Write out every entry, unchanged. Skip any picture.

Start of Supplied data

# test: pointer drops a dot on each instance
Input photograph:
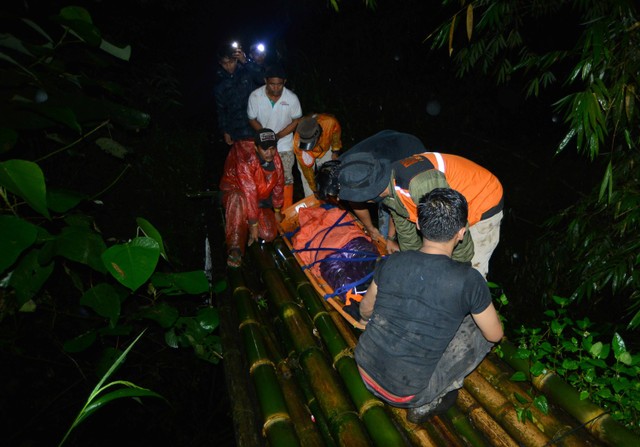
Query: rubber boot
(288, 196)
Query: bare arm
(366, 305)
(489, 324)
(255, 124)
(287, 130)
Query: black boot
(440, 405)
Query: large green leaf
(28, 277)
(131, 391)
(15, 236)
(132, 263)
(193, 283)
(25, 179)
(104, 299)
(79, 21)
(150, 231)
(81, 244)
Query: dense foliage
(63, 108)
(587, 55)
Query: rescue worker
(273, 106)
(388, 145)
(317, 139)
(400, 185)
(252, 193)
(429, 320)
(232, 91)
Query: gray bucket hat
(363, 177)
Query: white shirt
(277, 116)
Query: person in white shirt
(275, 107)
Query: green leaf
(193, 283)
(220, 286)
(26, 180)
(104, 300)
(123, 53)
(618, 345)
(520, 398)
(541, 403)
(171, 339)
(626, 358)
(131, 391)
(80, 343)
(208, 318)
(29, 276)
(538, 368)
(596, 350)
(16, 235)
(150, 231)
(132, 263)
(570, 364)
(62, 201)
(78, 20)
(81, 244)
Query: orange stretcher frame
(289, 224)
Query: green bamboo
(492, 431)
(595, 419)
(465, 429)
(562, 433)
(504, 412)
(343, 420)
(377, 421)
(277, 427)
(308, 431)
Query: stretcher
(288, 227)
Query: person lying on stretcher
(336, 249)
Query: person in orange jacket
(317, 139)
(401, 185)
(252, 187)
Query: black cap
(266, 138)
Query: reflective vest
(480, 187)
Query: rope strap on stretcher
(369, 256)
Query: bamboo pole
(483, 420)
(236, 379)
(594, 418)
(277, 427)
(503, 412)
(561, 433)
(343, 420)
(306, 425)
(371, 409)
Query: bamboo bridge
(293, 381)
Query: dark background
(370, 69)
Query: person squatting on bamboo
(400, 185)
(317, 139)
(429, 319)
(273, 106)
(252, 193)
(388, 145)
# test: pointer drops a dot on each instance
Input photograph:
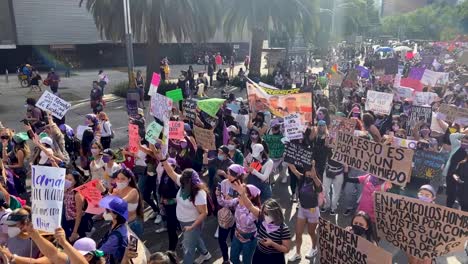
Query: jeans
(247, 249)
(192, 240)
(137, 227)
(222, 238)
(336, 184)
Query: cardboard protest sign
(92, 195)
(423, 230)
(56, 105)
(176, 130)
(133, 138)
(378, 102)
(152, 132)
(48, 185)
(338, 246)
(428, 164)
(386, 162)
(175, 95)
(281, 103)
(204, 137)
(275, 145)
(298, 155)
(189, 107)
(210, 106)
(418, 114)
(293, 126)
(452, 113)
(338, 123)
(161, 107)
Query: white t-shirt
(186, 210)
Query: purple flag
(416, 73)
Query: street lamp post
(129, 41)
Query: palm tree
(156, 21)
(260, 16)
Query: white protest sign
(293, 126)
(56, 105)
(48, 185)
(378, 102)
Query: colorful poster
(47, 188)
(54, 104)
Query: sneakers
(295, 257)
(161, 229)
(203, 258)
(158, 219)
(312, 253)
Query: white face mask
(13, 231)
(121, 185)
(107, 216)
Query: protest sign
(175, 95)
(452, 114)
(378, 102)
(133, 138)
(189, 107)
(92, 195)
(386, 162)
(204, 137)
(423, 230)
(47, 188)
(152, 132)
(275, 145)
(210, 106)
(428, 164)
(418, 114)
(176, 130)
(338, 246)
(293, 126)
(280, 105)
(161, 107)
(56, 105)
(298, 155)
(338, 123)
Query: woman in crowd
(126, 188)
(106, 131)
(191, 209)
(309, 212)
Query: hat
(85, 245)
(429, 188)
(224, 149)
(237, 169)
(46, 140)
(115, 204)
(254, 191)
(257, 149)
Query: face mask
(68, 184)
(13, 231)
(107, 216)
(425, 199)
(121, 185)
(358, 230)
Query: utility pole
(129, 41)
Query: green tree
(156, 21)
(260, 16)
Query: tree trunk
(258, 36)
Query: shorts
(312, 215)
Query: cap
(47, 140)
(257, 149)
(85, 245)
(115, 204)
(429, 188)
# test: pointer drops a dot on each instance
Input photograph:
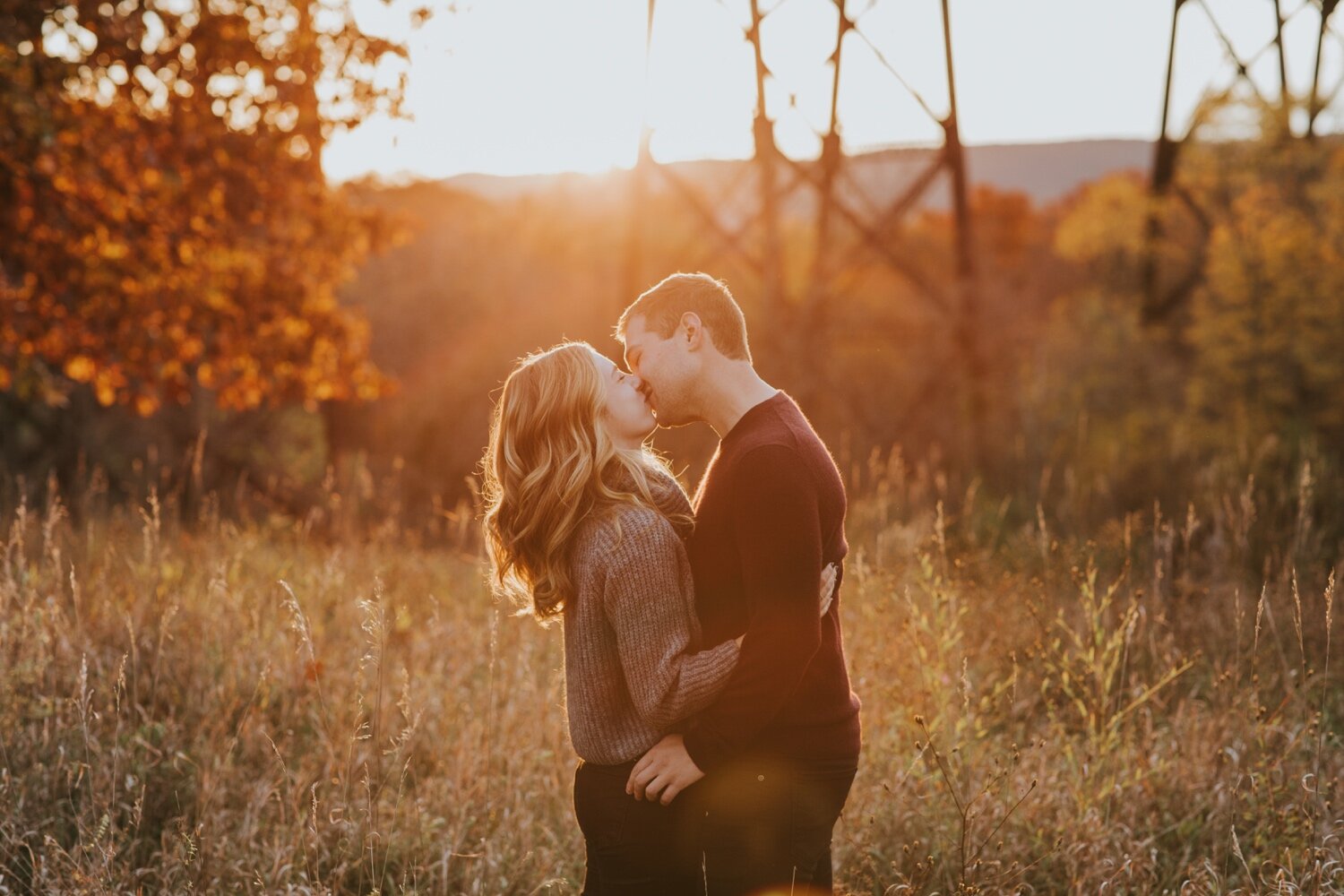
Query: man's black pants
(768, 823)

End of Supplied data

— Task result —
# test: pointer drops a dot on each instance
Input photograph:
Query: rubber boot
(288, 196)
Query: bare arm
(366, 305)
(489, 324)
(255, 124)
(287, 130)
Query: black boot
(440, 405)
Query: large green leaf
(28, 277)
(131, 391)
(15, 236)
(132, 263)
(193, 283)
(25, 179)
(104, 299)
(79, 21)
(150, 231)
(81, 244)
Query: dense foliage
(63, 108)
(587, 55)
Query: rescue worker
(273, 106)
(388, 145)
(317, 139)
(400, 185)
(252, 193)
(429, 320)
(232, 91)
Query: gray bucket hat
(363, 177)
Query: white shirt
(277, 116)
Query: person in white shirt
(275, 107)
Query: green leaf
(193, 283)
(220, 286)
(26, 180)
(104, 300)
(123, 53)
(618, 345)
(520, 398)
(541, 403)
(171, 339)
(626, 358)
(131, 391)
(80, 343)
(208, 318)
(29, 276)
(538, 368)
(596, 350)
(16, 235)
(150, 231)
(132, 263)
(570, 364)
(62, 201)
(78, 20)
(81, 244)
Query: orange stretcher frame
(289, 224)
Query: green bamboo
(492, 431)
(595, 419)
(465, 429)
(562, 433)
(504, 412)
(343, 420)
(377, 421)
(277, 427)
(308, 431)
Query: stretcher
(288, 227)
Query: person lying on stretcher
(336, 249)
Query: person in orange jacket
(317, 139)
(401, 185)
(252, 187)
Query: black cap
(266, 138)
Query: reflective vest
(480, 187)
Query: rope strap on stretcher
(369, 256)
Query: bamboo pole
(483, 420)
(236, 379)
(594, 418)
(277, 427)
(503, 412)
(561, 433)
(343, 420)
(306, 425)
(371, 409)
Query: bamboo bridge
(293, 381)
Query: dark background
(370, 69)
Query: person squatting on bamboo
(400, 185)
(317, 139)
(429, 319)
(273, 106)
(252, 193)
(388, 145)
# test: pointer drops a dot on each instance
Input photograph:
Query: jeans
(247, 249)
(192, 240)
(137, 227)
(222, 238)
(336, 184)
Query: cardboard protest sign
(92, 195)
(423, 230)
(56, 105)
(176, 130)
(133, 138)
(378, 102)
(152, 132)
(48, 185)
(338, 246)
(428, 164)
(386, 162)
(175, 95)
(281, 103)
(204, 137)
(275, 145)
(298, 155)
(189, 107)
(210, 106)
(418, 114)
(293, 126)
(452, 113)
(338, 123)
(161, 107)
Query: white t-shirt
(186, 210)
Query: purple flag
(416, 73)
Query: street lamp post
(129, 41)
Query: palm tree
(156, 21)
(260, 16)
Query: white protest sign
(293, 126)
(56, 105)
(48, 185)
(378, 102)
Query: colorful poster
(47, 188)
(54, 104)
Query: sneakers
(295, 257)
(161, 229)
(203, 258)
(158, 219)
(312, 253)
Query: white face mask
(13, 231)
(121, 185)
(107, 216)
Query: protest sign
(175, 95)
(452, 114)
(378, 102)
(133, 138)
(189, 107)
(92, 195)
(386, 162)
(204, 137)
(423, 230)
(47, 188)
(152, 132)
(275, 145)
(210, 106)
(428, 164)
(418, 114)
(176, 130)
(338, 246)
(293, 126)
(280, 105)
(161, 107)
(56, 105)
(298, 155)
(338, 123)
Query: woman in crowd
(126, 188)
(106, 131)
(191, 209)
(309, 212)
Query: hat
(85, 245)
(429, 188)
(224, 149)
(237, 169)
(46, 140)
(115, 204)
(254, 191)
(257, 149)
Query: face mask
(68, 184)
(13, 231)
(107, 216)
(425, 199)
(121, 185)
(358, 230)
Query: utility pole
(129, 41)
Query: green tree
(156, 21)
(260, 16)
Query: tree trunk
(258, 36)
Query: shorts
(312, 215)
Query: cap
(47, 140)
(257, 149)
(85, 245)
(115, 204)
(429, 188)
# test: pointer drops a dot on each instance
Input photograph:
Query: man's black pants
(768, 823)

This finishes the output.